*THE DATA*.
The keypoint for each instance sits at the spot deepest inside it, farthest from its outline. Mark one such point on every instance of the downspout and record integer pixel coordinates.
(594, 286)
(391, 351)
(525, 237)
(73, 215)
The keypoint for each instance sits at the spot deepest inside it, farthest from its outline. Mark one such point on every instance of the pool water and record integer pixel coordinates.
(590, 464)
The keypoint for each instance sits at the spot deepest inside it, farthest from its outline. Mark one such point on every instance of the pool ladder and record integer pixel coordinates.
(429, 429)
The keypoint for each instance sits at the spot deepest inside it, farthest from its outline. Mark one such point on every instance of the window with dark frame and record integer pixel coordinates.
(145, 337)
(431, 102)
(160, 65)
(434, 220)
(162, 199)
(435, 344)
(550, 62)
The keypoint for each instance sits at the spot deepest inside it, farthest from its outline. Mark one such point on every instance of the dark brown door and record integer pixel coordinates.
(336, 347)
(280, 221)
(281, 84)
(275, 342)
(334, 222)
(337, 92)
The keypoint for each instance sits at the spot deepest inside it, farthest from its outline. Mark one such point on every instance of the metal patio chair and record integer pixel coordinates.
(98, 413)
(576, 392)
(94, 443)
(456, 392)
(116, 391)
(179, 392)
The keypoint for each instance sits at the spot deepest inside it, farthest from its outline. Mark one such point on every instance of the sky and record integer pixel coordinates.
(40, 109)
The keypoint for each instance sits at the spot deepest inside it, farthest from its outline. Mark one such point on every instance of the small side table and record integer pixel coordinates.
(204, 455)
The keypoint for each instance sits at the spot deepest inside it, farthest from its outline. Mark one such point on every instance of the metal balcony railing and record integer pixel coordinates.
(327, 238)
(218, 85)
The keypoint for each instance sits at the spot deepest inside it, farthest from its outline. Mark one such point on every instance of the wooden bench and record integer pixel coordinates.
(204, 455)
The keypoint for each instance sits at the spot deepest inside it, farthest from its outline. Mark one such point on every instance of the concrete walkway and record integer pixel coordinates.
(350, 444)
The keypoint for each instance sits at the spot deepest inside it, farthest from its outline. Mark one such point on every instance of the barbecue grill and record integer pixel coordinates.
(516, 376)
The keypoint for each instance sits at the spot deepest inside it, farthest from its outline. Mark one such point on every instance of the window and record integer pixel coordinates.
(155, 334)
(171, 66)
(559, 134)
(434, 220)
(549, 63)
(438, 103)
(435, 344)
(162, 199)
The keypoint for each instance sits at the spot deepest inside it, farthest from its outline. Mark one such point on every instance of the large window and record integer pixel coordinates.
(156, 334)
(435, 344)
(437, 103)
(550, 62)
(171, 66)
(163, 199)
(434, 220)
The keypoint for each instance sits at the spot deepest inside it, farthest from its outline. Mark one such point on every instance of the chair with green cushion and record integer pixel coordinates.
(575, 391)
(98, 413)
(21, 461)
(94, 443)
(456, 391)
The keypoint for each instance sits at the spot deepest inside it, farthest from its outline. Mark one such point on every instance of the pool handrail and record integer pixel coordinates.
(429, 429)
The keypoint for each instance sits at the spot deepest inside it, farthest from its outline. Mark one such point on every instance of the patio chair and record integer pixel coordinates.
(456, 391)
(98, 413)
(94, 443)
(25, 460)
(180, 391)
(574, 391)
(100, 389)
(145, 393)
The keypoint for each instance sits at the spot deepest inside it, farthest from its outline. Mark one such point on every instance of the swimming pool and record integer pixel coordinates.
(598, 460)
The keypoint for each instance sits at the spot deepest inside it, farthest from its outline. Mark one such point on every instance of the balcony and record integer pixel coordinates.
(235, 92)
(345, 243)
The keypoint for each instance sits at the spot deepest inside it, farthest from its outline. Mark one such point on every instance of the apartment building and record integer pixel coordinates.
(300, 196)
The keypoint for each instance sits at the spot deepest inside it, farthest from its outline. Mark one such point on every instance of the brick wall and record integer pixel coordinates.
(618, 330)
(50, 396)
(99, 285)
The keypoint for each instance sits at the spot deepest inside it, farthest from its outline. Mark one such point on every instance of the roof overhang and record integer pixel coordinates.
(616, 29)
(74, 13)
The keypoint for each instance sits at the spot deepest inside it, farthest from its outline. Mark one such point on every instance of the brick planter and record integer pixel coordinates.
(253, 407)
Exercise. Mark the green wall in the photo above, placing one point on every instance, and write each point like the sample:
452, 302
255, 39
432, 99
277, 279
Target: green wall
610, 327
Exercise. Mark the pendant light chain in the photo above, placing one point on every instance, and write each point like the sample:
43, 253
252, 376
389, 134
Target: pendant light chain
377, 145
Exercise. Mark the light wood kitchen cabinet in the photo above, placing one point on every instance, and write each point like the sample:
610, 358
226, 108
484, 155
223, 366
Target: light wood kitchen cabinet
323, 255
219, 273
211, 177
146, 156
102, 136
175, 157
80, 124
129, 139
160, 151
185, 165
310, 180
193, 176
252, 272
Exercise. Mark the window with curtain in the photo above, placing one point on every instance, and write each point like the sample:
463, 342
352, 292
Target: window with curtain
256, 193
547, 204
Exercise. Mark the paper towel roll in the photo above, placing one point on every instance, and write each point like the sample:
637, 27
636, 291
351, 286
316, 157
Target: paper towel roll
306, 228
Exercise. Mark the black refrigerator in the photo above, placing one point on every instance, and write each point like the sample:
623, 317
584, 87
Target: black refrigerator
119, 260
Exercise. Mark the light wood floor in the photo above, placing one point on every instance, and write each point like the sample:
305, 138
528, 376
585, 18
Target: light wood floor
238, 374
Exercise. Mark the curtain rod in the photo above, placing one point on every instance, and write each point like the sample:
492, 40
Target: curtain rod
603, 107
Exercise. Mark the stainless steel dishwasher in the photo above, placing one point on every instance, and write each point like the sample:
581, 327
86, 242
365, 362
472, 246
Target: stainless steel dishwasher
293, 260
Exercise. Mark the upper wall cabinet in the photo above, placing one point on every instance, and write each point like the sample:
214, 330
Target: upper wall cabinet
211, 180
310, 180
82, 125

*TASK GOAL*. What are the lines from the one with "Exercise. Mark the window" through the last line of the records above? Quote them exactly and add nothing.

*RESULT BELOW*.
Exercise. Mark the window with curtain in the photo above, placing one point on every instance, and write each point like the sample:
463, 342
352, 292
Target: window with curtain
256, 193
547, 204
Exercise. Mark the paper towel roll in the photo above, placing one point on every instance, and write each point like the sample:
637, 27
636, 291
351, 286
316, 157
Target: paper towel roll
306, 228
Exercise. Mark the black refrigerator in the photo above, placing one point on every instance, and write each point like the sample:
623, 317
584, 87
Target: black refrigerator
119, 260
Exercise. Mark the light wood floor in the photo above, placing one point on every instance, and write each point like the sample:
305, 138
528, 376
585, 18
Target: light wood floor
238, 374
Exercise. Mark the curtain rod in the photo above, placing one point on every instance, and write each point like the sample:
492, 40
Target: curtain rod
603, 107
Exercise. Mark the stainless steel dishwasher in the photo above, placing one point on every instance, and write each point like the sample:
581, 327
86, 242
365, 362
472, 246
Target: stainless steel dishwasher
293, 260
Exercise. Mark the upper wall cabinet in the photo above, placing one point on every instance, and write each point like the sample:
214, 330
Target: upper wall cabinet
211, 180
310, 180
82, 125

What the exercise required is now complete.